*** Supplied records Section Begins ***

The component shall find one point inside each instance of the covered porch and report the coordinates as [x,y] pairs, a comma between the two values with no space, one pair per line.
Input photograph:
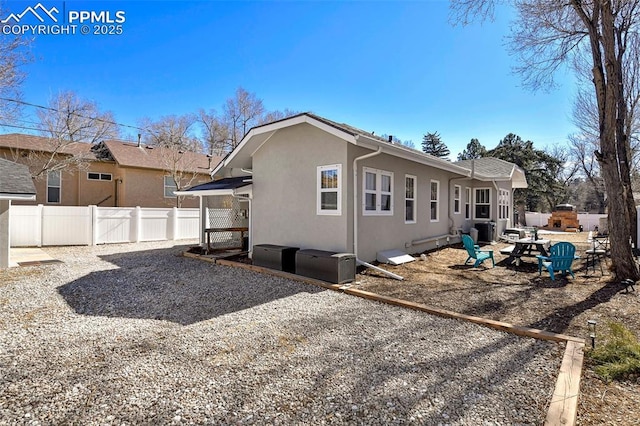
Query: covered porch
[225,218]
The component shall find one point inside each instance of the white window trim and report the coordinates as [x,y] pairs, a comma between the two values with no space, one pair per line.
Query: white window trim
[475,203]
[414,199]
[458,199]
[467,204]
[164,187]
[378,191]
[437,201]
[51,186]
[504,200]
[319,210]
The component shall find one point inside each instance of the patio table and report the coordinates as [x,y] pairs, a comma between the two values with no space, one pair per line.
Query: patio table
[527,247]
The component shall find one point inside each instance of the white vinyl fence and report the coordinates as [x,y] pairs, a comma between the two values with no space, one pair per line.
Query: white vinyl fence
[588,220]
[61,225]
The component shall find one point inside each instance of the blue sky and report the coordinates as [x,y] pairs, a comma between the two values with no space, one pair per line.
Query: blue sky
[394,67]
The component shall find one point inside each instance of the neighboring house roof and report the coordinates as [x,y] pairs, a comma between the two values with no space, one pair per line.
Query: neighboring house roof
[218,187]
[144,156]
[490,168]
[44,144]
[15,182]
[241,156]
[126,154]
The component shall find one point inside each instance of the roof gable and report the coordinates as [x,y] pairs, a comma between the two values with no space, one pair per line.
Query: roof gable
[148,157]
[491,168]
[241,156]
[44,144]
[124,153]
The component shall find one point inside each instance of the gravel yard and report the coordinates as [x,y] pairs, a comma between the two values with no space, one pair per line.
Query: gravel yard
[124,334]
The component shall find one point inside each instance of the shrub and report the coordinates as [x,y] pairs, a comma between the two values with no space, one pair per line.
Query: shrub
[619,357]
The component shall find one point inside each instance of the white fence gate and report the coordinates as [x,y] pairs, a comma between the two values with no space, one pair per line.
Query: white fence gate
[62,225]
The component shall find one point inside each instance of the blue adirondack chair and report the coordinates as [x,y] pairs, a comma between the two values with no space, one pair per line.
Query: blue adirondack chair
[560,259]
[475,252]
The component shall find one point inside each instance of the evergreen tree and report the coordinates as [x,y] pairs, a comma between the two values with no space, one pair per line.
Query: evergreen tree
[432,144]
[474,150]
[541,170]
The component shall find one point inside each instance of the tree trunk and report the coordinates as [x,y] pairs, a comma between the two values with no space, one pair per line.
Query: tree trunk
[608,89]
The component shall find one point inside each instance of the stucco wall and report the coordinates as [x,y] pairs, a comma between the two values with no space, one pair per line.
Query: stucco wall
[377,233]
[284,190]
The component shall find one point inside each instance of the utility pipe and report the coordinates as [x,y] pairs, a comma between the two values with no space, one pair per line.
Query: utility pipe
[428,240]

*** Supplied records Section Ends ***

What you will do: For the material above, give every line again exactly and leave out the pictures.

Result of this exercise:
The component shall find one point inside each instance of the covered porch and report the coordinates as [x,y] pairs, a comma between the two values with no space, one pair per line.
Input photograph:
Query: covered porch
[225,218]
The component shall find one point inside each instance of the white window trim and report the coordinates as [x,y] pairs, a comma between the two values with no space, one pair per line.
Query: white window trim
[475,203]
[414,199]
[458,199]
[467,204]
[164,187]
[378,191]
[437,201]
[51,186]
[504,200]
[319,210]
The component shall find one point inside each instance of the patio table and report the coordinates as [x,y] pairs, a comma between the two values with no space, one pair per line.
Query: patio table
[527,247]
The component shall find one point inside each instance of the white vinyl fence and report the coordinates as [x,y] pairs, a comma between the two values with no space, one pair per line.
Query: white vinyl fence
[588,220]
[61,225]
The component shall find one point inside each instance of the blue sky and report the coordinates as [x,y] pairs, a comma between the two values with no space, one pair per line.
Query: blue sky
[394,67]
The component shall find one point inside each instance of the neighboring house roof and report the coordinates as [x,y] pairs, a comma between the two values with no space, one pair per line.
Query: neighboring house roof
[218,187]
[144,156]
[490,168]
[44,144]
[15,182]
[241,156]
[126,154]
The component shall find one point inside each instance of the roof gable and report the coordinates as [x,y] pairs, a comma between the two values with no space, one pair per line.
Query: roof gable
[148,157]
[491,168]
[241,156]
[44,144]
[124,153]
The component shall find one point inside each instance of the gravel yard and report the coordinates as [x,y] pairs, a comma between the two values with no space, one pair per line.
Query: gravel yard
[124,334]
The component shall find one point inside each instance of the shrub and report the coordinates as [x,y] pairs, a comma between the two values with no space, one pair per line.
Query: shrub
[619,357]
The component shall find one point inside each instance of the white fence gate and report the coordinates as [x,y] pairs, a comma between the two values with no space, one pair per line.
Query: white fence gate
[62,225]
The component shall find one point inside each instance of the blue adirondack chair and report the coordinates as [x,y] pairs, a comma between the two values with no space, one pair per line.
Query: blue adirondack chair
[560,259]
[475,252]
The component shall find one point inside each instance of the evergreen tree and report the coordinates as [x,y] pairs, a comma between the two values with no space, one pair per line.
Query: evergreen tree
[432,144]
[474,150]
[541,170]
The component shall find one point inside each instance of the tree trunk and report the coordinates as [x,y] pairs, a comma between the two values with no space, one pair per line.
Query: tree trunk
[608,89]
The component shall find one point inside each instance of the stucco wall and report the coordinates as [x,y] pairs, a comma between the two values with no space, one pair per line.
Query: stucco wall
[377,233]
[284,190]
The component shall find one point inside each instance of the utility pipe and report the coordinates as [x,y] pairs, a comma between the two values with no space, one pair per line.
Query: utility pipe
[428,240]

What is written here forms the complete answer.